(Requirement):
Locate every line of the records that contains the string "hoop" and copy each of those lines out. Treat uppercase and lowercase as different.

(Available records):
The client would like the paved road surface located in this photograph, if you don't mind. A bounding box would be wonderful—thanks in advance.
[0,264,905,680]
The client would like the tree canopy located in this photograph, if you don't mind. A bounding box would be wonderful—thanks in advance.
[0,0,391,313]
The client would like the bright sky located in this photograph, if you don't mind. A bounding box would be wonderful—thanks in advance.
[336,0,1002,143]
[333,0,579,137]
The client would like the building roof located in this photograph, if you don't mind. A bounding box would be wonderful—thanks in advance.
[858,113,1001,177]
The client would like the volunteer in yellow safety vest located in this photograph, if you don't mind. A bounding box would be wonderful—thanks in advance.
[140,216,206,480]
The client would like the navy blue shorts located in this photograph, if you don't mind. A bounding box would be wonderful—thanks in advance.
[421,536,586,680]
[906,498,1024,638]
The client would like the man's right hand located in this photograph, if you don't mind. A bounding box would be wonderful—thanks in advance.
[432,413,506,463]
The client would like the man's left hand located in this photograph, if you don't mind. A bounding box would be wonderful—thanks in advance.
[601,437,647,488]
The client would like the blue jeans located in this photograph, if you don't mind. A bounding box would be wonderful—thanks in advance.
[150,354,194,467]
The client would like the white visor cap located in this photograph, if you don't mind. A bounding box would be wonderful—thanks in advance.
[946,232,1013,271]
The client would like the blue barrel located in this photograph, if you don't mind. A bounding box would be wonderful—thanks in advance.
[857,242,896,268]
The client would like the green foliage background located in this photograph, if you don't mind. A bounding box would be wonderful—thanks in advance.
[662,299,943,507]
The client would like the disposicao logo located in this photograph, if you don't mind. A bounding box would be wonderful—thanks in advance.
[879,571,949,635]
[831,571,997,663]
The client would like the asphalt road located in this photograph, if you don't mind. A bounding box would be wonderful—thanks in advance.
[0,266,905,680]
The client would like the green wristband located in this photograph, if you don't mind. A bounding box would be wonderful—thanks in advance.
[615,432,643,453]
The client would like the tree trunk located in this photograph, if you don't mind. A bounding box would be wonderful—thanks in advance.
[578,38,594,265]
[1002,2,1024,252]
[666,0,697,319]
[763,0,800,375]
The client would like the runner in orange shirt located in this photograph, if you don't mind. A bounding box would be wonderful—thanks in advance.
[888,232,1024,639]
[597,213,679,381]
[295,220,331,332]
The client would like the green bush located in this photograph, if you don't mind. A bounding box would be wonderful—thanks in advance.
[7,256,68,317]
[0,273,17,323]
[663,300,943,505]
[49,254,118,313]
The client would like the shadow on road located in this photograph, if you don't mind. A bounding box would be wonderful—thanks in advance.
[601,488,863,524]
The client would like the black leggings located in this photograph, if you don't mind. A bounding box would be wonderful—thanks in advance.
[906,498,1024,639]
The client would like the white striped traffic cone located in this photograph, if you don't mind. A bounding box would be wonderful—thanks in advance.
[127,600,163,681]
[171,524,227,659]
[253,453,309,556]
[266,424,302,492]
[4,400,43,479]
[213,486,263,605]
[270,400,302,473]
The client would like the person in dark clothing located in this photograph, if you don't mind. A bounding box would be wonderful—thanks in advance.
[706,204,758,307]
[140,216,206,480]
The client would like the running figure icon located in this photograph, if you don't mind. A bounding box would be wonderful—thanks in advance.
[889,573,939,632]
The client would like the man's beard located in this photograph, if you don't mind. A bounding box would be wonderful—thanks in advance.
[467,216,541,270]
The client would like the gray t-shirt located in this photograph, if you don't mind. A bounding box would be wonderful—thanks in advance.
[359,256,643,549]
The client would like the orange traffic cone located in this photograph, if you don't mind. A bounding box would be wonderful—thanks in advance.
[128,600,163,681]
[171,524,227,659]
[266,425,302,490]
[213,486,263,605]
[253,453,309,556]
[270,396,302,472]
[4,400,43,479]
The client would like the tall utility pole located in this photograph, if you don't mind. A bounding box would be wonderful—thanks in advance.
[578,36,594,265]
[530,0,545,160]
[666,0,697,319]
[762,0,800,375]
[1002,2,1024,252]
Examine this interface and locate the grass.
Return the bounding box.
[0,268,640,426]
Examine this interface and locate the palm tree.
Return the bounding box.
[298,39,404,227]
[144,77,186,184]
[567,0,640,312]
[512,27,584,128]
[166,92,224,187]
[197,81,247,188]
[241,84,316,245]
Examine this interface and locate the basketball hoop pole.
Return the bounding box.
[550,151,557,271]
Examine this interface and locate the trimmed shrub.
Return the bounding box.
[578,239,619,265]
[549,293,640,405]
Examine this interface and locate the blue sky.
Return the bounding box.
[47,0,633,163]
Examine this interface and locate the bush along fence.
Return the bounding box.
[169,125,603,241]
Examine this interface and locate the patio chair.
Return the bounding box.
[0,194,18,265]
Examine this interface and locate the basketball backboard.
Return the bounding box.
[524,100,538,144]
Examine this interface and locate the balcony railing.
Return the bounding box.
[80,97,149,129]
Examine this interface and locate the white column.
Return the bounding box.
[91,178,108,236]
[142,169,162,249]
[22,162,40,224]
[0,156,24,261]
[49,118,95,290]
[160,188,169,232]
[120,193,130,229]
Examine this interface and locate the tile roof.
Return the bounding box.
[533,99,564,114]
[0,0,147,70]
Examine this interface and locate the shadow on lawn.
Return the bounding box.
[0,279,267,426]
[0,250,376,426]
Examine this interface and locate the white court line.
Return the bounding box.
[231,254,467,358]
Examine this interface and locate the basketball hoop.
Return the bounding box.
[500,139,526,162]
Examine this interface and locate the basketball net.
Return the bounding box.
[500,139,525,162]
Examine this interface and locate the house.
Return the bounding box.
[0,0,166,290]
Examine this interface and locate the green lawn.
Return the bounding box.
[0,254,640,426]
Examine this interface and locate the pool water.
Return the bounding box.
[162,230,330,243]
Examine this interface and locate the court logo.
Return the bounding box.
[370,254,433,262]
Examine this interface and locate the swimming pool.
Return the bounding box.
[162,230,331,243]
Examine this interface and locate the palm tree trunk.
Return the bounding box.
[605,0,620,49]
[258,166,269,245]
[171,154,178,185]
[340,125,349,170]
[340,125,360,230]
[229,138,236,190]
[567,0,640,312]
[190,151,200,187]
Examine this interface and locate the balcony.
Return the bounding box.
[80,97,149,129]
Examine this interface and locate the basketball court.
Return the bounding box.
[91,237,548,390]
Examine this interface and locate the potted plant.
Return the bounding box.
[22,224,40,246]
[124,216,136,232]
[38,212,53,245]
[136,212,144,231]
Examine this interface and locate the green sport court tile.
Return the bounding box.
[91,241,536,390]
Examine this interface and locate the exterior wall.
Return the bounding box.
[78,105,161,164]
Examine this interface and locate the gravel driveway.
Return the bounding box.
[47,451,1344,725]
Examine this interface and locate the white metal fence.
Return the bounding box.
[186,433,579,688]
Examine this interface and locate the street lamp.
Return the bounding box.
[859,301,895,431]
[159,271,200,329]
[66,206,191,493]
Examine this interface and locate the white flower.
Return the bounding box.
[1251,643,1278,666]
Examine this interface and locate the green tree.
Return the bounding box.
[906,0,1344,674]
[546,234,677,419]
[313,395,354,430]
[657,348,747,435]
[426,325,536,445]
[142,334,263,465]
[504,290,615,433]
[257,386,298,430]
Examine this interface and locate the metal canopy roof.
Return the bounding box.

(Exercise response):
Examine this interface and locate the basketball hoop pole.
Examine this interface and locate the basketball hoop.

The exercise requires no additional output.